━━ TEXT UNDER STUDY

Dietary fibers

Dietary fibers

Dietary fibers are compounds that originate mainly from carbohydrates. They belong to the so-called non-starch polysaccharides. According to some literature, these compounds are also classified as nondigestible proteins.

The best definition is that dietary fibers compose a diverse group of organic molecules, usually of plant origin, that are not subject to hydrolysis in the human digestive tract.

The most important and best-known compounds in this food group are as follows:

  • Cellulose
  • Hemicellulose
  • Pectins
  • Plant resins
  • Beta glucans
  • Gums
  • Lignin

Cellulose is the main component of the cell membranes of many plants; it is a huge molecule that is indigestible by the human body. It belongs to the group of insoluble dietary fibers and has no large capacity to bind water. Cellulose is the main ingredient in wheat, bread and wheat bran. The main sources of cellulose are integral and black flour, bran, cabbage, beans, cucumber skins and peppers.

━━━━

- **REQUIRED ACTION**: According to the text on dietary fibers, what is the main component of the cell membranes of many plants?

━━ PROVIDED RECORDS

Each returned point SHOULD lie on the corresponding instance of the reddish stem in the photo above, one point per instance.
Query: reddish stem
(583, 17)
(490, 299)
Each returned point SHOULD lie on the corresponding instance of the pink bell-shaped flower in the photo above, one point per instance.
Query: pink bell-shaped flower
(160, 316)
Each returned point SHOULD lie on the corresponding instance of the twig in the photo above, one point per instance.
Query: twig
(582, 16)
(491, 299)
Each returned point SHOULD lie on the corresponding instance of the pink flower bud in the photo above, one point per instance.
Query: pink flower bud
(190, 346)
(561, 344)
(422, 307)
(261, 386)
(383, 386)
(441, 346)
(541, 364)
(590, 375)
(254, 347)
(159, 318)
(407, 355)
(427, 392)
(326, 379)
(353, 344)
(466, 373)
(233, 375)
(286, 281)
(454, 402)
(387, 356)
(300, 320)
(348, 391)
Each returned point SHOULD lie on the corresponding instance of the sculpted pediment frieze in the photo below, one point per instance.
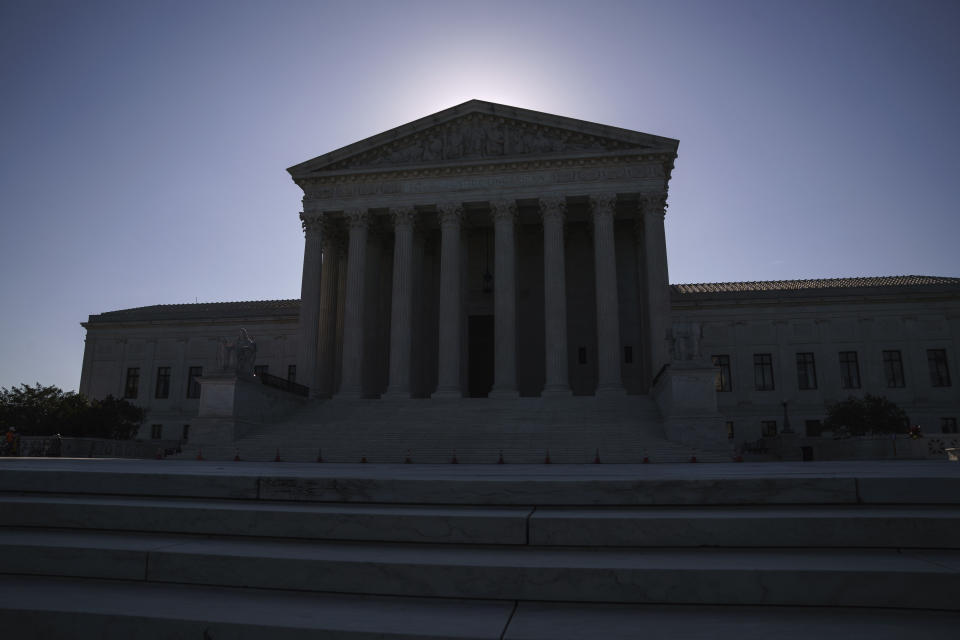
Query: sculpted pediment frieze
(480, 137)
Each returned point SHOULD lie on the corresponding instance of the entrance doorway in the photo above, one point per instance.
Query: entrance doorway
(480, 333)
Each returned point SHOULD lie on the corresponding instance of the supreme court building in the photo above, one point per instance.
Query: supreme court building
(491, 251)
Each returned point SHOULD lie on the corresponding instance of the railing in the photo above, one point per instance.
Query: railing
(283, 384)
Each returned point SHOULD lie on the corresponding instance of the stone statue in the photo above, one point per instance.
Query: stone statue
(246, 354)
(226, 355)
(685, 338)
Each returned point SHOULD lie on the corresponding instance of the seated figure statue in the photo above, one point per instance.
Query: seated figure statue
(246, 354)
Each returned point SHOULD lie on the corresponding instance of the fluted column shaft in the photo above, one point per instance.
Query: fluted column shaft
(504, 300)
(401, 304)
(326, 342)
(448, 366)
(310, 297)
(351, 381)
(658, 284)
(609, 381)
(553, 211)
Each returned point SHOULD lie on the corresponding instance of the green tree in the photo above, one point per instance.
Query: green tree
(39, 411)
(869, 414)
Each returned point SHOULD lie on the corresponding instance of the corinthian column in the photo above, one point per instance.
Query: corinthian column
(505, 300)
(310, 297)
(448, 368)
(326, 342)
(350, 384)
(608, 308)
(658, 284)
(402, 298)
(553, 211)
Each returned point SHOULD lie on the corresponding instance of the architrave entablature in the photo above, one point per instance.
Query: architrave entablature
(478, 148)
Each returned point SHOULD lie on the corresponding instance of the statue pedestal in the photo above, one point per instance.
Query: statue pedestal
(687, 397)
(232, 404)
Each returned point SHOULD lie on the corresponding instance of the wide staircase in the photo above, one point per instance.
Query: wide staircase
(189, 549)
(475, 430)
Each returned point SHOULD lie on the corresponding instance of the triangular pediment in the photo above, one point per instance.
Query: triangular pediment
(476, 132)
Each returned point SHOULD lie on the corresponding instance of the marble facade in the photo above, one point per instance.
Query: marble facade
(488, 251)
(543, 231)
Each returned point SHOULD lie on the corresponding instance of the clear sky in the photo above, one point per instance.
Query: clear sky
(143, 145)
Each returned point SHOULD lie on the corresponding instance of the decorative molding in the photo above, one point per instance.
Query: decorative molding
(478, 177)
(481, 136)
(553, 207)
(357, 218)
(503, 210)
(450, 213)
(603, 204)
(311, 223)
(654, 203)
(403, 215)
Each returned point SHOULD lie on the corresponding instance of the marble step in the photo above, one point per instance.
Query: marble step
(906, 483)
(46, 608)
(920, 579)
(798, 526)
(306, 450)
(53, 608)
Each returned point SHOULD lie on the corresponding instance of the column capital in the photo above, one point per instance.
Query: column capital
(552, 207)
(450, 213)
(503, 210)
(403, 216)
(357, 218)
(311, 223)
(654, 203)
(603, 203)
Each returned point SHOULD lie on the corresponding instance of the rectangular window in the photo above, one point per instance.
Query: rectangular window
(939, 371)
(763, 371)
(132, 386)
(721, 381)
(163, 382)
(806, 371)
(893, 369)
(768, 428)
(813, 428)
(849, 370)
(193, 385)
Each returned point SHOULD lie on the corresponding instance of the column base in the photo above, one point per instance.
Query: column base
(610, 390)
(556, 391)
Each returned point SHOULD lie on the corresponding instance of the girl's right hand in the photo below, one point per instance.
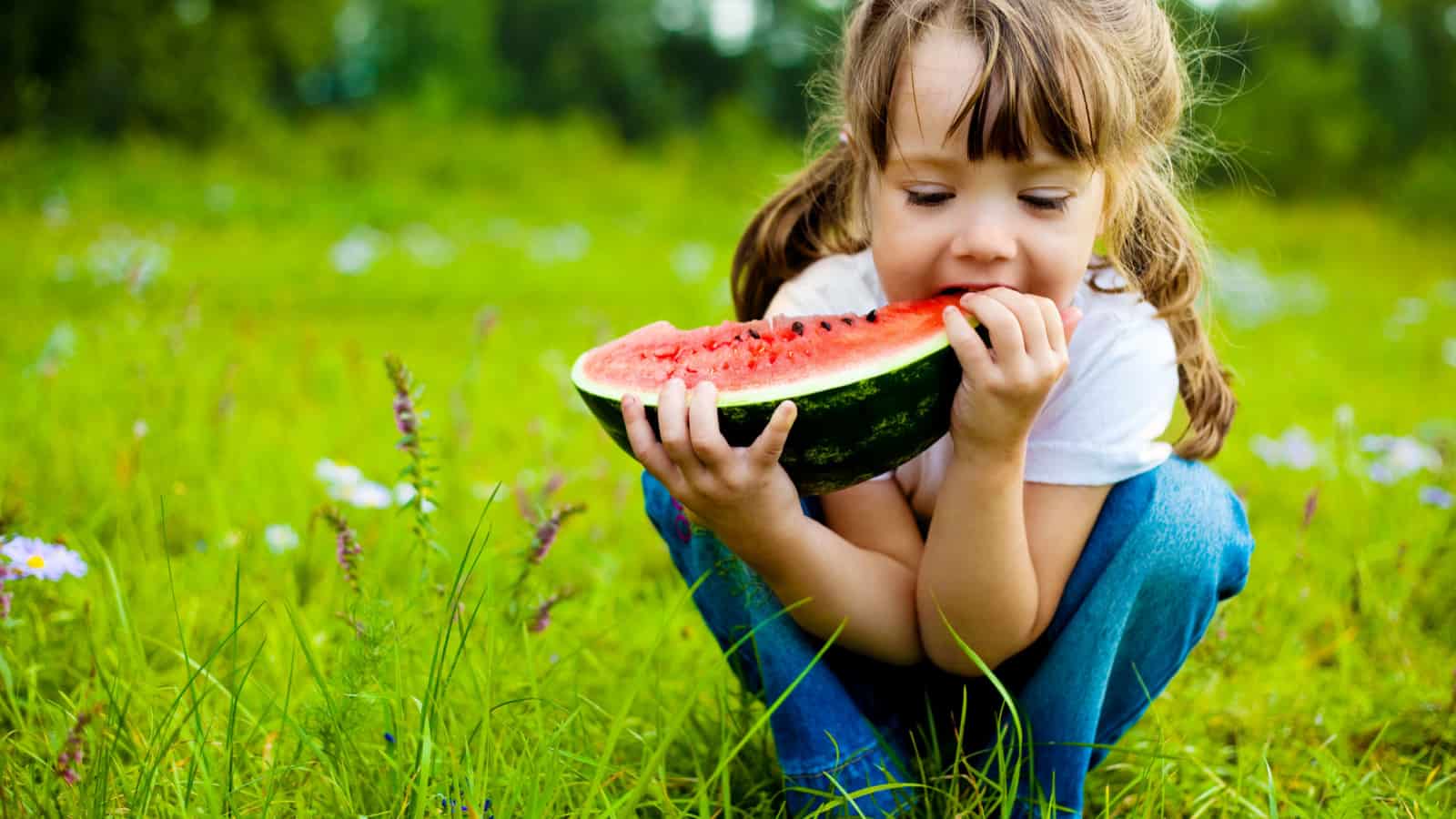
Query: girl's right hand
(740, 493)
(1004, 387)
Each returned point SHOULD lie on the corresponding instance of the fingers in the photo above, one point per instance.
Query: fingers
(1028, 318)
(645, 446)
(968, 347)
(672, 424)
(1004, 325)
(769, 445)
(703, 428)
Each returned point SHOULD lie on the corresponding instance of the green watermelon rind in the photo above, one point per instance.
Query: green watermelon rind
(870, 420)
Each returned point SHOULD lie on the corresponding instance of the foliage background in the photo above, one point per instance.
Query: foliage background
(216, 217)
(1314, 96)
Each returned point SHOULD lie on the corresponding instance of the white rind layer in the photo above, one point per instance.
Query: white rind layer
(842, 376)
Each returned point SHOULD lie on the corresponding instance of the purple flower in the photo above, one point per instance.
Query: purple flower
(542, 618)
(5, 596)
(548, 530)
(36, 559)
(346, 544)
(73, 749)
(1436, 496)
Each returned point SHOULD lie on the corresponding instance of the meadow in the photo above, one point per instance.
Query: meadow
(273, 622)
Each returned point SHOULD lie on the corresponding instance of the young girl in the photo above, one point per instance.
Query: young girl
(1050, 537)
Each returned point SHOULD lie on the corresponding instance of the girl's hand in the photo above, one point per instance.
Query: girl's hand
(735, 491)
(1004, 388)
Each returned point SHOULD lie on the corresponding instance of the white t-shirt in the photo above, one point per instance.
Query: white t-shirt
(1101, 420)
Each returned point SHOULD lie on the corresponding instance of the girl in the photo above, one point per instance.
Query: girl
(1050, 537)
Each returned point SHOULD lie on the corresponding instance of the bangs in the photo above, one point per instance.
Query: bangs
(1045, 85)
(1036, 89)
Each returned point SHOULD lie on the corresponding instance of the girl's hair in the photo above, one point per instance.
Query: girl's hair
(1098, 80)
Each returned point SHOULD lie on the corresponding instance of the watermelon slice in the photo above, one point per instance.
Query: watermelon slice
(873, 390)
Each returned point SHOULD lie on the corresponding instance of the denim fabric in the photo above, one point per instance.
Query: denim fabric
(1167, 547)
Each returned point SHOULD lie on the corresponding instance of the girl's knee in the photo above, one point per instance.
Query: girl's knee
(1196, 537)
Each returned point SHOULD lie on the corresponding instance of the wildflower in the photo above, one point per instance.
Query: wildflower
(5, 596)
(347, 544)
(36, 559)
(542, 618)
(1400, 457)
(1293, 450)
(548, 530)
(1346, 417)
(405, 417)
(280, 538)
(1436, 496)
(73, 749)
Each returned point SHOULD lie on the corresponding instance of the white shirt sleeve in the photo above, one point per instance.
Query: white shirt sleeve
(1103, 420)
(832, 285)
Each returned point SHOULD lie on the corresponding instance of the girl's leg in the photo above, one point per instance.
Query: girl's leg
(1167, 548)
(837, 724)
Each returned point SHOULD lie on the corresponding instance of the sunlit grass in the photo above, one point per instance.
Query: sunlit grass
(181, 350)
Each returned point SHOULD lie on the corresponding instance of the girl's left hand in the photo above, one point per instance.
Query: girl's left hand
(1004, 388)
(740, 493)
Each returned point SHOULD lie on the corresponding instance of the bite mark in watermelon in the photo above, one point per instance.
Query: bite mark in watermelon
(873, 390)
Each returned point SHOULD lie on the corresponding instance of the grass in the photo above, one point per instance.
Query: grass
(181, 351)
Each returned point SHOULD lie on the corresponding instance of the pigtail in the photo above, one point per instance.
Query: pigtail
(1158, 244)
(810, 219)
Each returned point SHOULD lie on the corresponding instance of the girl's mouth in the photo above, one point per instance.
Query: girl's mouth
(957, 288)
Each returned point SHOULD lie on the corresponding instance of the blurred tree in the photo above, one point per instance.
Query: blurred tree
(1322, 95)
(184, 67)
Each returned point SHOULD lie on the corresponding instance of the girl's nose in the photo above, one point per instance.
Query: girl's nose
(983, 237)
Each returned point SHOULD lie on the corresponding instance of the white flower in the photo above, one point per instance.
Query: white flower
(356, 252)
(1293, 450)
(280, 538)
(1400, 457)
(36, 559)
(1436, 496)
(368, 494)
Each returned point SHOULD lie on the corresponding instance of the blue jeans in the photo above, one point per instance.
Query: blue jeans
(1167, 547)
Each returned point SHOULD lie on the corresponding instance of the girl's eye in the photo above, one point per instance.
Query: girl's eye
(1046, 203)
(926, 198)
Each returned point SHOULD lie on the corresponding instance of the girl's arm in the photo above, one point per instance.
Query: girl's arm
(749, 501)
(999, 550)
(861, 570)
(997, 557)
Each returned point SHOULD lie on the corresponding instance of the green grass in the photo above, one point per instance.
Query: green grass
(237, 680)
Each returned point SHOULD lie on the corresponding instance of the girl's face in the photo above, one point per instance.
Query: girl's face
(941, 220)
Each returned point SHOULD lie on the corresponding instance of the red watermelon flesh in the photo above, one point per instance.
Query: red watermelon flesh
(756, 354)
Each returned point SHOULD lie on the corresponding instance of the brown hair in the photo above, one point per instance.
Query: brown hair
(1114, 96)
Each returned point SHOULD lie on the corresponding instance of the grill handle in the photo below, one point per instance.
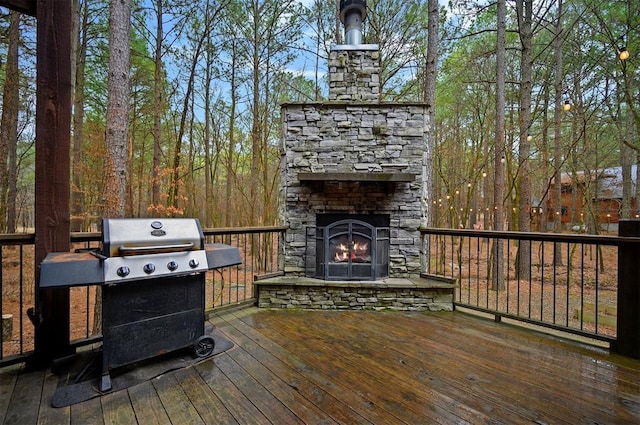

━━━━

- **SOLUTION TO THIS EXERCISE**: Cellulose